■ THE REQUEST ■
Please write out, word for word, the passage of the Raw column that begins with the words "If you aren’t" and ends with "an incredulous response.".

■ DOCUMENT ■
● ● ●

Best/Worst: Seth Rollins Throws (Lamp) Shade
So hey, this is the closest I’ll ever be to a Crossfit athlete holding the Intercontinental Championship.
Raw opened with Seth Rollins basically reading last week’s Best and Worst of Raw column out-loud to Baron Corbin, highlighting all the obvious problems with the show and even bringing up the fact that fan interest and television ratings are at an all-time low. Rollins points out that this trend seemingly started (cough) when Baron Corbin was put in charge, and they end up John Cena’ing their way into a TLC match for the IC title in the main event.
While it’s kind of fun in a CM Punk screaming at Vince McMahon sort of way to see the show’s best character say what we’re all thinking (and more importantly, give us hope that this means the company also sees and understands these problems), there are still … so, so many problems. Where the hell do I even begin? Let me try to break this down.
1. All they’re doing is lampshade hanging the problem.
If you aren’t familiar with the concept of lampshading, here’s a great description from TV Tropes:
Lampshade Hanging (or, more informally, “Lampshading”) is the writers’ trick of dealing with any element of the story that threatens the audience’s Willing Suspension of Disbelief, whether a very implausible plot development, or a particularly blatant use of a trope, by calling attention to it and simply moving on.
The reason for this counter-intuitive strategy is two-fold. First, it assures the audience that the author is aware of the implausible plot development that just happened, and that they aren’t trying to slip something past the audience. Second, it assures the audience that the world of the story is like Real Life: what’s implausible for you or me is just as implausible for these characters, and just as likely to provoke an incredulous response.

● ● ●

■ SOURCE DATA ■
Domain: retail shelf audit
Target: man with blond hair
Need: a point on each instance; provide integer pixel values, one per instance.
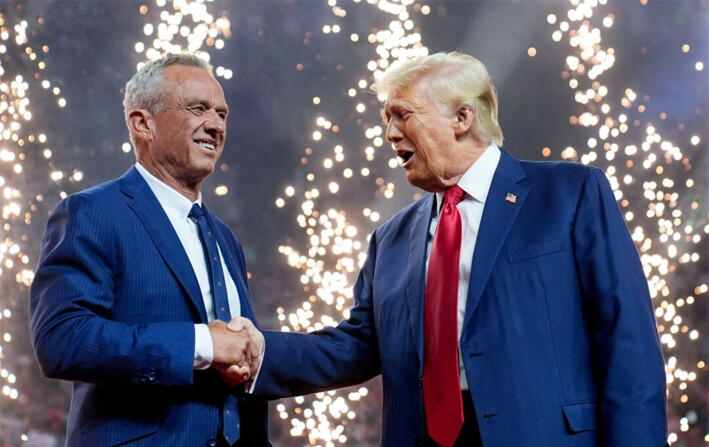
(507, 308)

● ● ●

■ WRITTEN ANSWER ■
If you aren’t familiar with the concept of lampshading, here’s a great description from TV Tropes:
Lampshade Hanging (or, more informally, “Lampshading”) is the writers’ trick of dealing with any element of the story that threatens the audience’s Willing Suspension of Disbelief, whether a very implausible plot development, or a particularly blatant use of a trope, by calling attention to it and simply moving on.
The reason for this counter-intuitive strategy is two-fold. First, it assures the audience that the author is aware of the implausible plot development that just happened, and that they aren’t trying to slip something past the audience. Second, it assures the audience that the world of the story is like Real Life: what’s implausible for you or me is just as implausible for these characters, and just as likely to provoke an incredulous response.